### EXCERPT
■ ■ ■ ■
- The paper introduces a scalable synthetic data pipeline that creates spatiotemporally consistent driving videos for robust autonomous vehicle training.
- It details specialized Cosmos-Drive models that convert HDMap projections and single-view inputs into multi-view, annotated, and high-quality LiDAR data.
- Empirical results show improved performance in 3D lane detection, object detection, and trajectory prediction under challenging conditions.
Overview of "Cosmos-Drive-Dreams: Scalable Synthetic Driving Data Generation with World Foundation Models"
The paper introduces "Cosmos-Drive-Dreams," a synthetic data generation pipeline designed to address the challenges of training autonomous vehicle (AV) systems, particularly in capturing rare edge scenarios. This pipeline leverages "Cosmos-Drive," an advanced suite of models derived from NVIDIA's Cosmos World Foundation Models, specifically optimized for the driving domain. The focus is on generating high-fidelity, multi-view, and spatiotemporally consistent driving videos that are crucial for improving downstream tasks such as perception modeling, 3D lane detection, 3D object detection, and driving policy learning.
Cosmos-Drive Models
The Cosmos-Drive suite comprises several models, each with distinct functionalities tailored to the driving domain:
- Cosmos-Transfer1-7B-Sample-AV: Specializes in single-view video generation controlled by precise layouts, such as HDMaps and LiDAR depth videos. This model ensures geometric fidelity and flexibility in simulating various driving scenarios.
■ ■ ■ ■
### EXERCISE 1
Retype the section of the Cosmos-Drive-Dreams overview starting at "- Empirical results" and ending at "driving policy learning.".
### EXERCISE 2
Answer these questions using the Cosmos-Drive-Dreams overview:
(a) From which models is the Cosmos-Drive suite derived?
(b) In which three tasks do the empirical results show improved performance?
(c) What does Cosmos-Transfer1-7B-Sample-AV specialize in?
### EXERCISE 3
Proceed with the Cosmos-Drive-Dreams overview, starting right after its last sentence.
■ ■ ■ ■
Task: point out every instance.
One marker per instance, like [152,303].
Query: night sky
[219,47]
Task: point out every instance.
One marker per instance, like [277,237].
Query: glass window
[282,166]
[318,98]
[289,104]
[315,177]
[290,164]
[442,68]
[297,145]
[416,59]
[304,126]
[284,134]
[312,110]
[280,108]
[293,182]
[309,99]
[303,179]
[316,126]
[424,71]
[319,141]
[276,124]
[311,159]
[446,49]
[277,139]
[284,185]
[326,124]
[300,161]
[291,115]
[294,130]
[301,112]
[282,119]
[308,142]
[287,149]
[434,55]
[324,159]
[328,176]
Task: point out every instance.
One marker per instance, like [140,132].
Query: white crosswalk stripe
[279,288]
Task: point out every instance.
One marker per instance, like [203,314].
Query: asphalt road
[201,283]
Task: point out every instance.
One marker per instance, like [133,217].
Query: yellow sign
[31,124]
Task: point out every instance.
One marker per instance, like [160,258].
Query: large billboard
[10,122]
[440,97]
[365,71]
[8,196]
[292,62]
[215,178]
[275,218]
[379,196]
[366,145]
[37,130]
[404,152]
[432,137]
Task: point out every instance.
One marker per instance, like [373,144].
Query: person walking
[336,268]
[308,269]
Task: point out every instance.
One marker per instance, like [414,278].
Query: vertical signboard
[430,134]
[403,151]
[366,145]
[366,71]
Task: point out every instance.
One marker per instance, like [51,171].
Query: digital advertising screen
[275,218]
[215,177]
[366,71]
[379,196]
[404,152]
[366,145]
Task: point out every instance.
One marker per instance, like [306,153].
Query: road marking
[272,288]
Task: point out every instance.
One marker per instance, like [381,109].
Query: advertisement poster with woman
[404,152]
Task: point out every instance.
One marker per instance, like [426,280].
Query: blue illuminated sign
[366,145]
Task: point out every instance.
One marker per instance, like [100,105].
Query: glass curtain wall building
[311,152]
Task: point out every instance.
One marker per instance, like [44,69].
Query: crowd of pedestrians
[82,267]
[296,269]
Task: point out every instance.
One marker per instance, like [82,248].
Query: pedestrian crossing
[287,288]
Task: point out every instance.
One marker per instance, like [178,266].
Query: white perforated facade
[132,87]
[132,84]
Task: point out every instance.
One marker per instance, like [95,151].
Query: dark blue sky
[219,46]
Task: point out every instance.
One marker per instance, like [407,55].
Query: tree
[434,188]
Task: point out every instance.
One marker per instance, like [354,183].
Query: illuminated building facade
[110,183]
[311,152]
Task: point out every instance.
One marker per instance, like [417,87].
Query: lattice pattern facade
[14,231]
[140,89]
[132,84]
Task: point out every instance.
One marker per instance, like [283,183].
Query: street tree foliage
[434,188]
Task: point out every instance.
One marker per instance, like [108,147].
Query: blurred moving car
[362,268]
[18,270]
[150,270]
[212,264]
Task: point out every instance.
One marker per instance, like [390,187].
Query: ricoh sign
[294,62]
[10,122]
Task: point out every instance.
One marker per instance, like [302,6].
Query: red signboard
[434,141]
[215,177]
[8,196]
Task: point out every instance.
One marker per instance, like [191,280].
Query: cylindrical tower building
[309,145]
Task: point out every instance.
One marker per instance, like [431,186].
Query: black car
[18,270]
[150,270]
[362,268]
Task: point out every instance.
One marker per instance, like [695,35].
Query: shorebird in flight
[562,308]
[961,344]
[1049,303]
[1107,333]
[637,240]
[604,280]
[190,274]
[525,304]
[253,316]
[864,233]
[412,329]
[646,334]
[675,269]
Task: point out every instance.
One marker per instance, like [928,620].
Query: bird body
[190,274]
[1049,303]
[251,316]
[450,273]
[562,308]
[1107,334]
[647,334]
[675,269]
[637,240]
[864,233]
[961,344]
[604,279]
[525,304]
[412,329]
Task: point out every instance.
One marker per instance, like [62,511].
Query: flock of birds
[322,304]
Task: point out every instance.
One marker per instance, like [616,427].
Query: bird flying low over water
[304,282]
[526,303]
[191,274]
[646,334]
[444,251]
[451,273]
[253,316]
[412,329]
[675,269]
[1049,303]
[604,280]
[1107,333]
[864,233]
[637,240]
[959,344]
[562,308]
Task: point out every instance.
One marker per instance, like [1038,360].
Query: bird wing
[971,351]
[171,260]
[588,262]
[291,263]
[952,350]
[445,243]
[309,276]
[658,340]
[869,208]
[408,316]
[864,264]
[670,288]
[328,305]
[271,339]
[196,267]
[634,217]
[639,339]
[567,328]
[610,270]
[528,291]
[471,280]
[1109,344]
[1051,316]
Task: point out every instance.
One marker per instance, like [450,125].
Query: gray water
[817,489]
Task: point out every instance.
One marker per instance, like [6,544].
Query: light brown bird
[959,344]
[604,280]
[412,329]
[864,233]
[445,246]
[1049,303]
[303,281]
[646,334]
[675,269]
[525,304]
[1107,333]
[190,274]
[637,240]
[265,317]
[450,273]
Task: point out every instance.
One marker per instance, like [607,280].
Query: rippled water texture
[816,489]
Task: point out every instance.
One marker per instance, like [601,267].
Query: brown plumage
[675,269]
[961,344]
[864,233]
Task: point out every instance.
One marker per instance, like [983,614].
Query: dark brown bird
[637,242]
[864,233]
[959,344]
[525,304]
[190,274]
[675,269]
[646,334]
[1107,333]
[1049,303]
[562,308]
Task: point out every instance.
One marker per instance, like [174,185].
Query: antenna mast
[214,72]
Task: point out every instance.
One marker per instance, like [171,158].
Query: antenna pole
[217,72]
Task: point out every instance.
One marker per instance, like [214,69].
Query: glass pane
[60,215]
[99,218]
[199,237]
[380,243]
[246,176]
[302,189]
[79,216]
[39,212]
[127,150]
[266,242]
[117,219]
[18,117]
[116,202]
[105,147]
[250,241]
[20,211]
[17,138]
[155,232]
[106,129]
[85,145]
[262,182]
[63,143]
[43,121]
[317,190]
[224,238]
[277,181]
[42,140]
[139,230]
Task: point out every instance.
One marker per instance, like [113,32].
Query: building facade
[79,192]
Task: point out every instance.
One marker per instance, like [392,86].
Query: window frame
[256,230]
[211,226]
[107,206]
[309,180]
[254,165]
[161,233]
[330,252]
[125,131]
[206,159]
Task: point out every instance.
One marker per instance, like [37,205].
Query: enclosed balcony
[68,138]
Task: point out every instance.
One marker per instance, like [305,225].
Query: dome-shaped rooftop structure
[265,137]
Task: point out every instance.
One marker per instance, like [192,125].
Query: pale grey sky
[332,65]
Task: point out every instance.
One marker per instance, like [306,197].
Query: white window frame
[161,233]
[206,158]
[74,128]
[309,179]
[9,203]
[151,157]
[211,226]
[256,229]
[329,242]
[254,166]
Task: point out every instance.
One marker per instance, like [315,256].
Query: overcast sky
■ ■ ■ ■
### RESULT 1
- Empirical results show improved performance in 3D lane detection, object detection, and trajectory prediction under challenging conditions.
Overview of "Cosmos-Drive-Dreams: Scalable Synthetic Driving Data Generation with World Foundation Models"
The paper introduces "Cosmos-Drive-Dreams," a synthetic data generation pipeline designed to address the challenges of training autonomous vehicle (AV) systems, particularly in capturing rare edge scenarios. This pipeline leverages "Cosmos-Drive," an advanced suite of models derived from NVIDIA's Cosmos World Foundation Models, specifically optimized for the driving domain. The focus is on generating high-fidelity, multi-view, and spatiotemporally consistent driving videos that are crucial for improving downstream tasks such as perception modeling, 3D lane detection, 3D object detection, and driving policy learning.

### RESULT 2
(a) NVIDIA's Cosmos World Foundation Models.
(b) 3D lane detection, object detection, and trajectory prediction.
(c) Single-view video generation controlled by precise layouts, such as HDMaps and LiDAR depth videos.

### RESULT 3
- Cosmos-7B-Single2Multiview-Sample-AV: Facilitates the expansion of single-view videos into multi-view formats, maintaining visual consistency across multiple perspectives. This capability is vital for comprehensive AV training datasets.
- Cosmos-7B-Annotate-Sample-AV: Capable of annotating in-the-wild driving videos with HDMap and LiDAR depth, broadening data accessibility by converting raw video inputs into rich semantic representations.
- Cosmos-7B-LiDAR-GEN-Sample-AV: Extends Cosmos models to generate high-quality LiDAR data, enhancing simulation fidelity, especially for scenarios affected by environmental factors like weather.
Synthetic Data Generation Pipeline
The Cosmos-Drive-Dreams pipeline generates synthetic datasets through a structured process:
- Generation Control: Starting from HDMap projections or annotated in-the-wild video, the system conditions video generation on structured inputs.
- Prompt Rewriting: Introduced to enhance scenario diversity by varying environmental attributes such as weather and time of day using a LLM.
- Multi-view Expansion: Utilizes Cosmos models to generate multi-perspective videos essential for reliable AV systems.
- Quality Assurance: Implements a Vision-LLM (VLM) for automated rejection sampling, ensuring the realism and quality of synthetic data.
Empirical Evaluation
The paper reports performance improvements across key AV tasks:
- 3D Lane Detection: Incorporating synthetic data enhances detection accuracy, particularly in challenging conditions like rain or fog.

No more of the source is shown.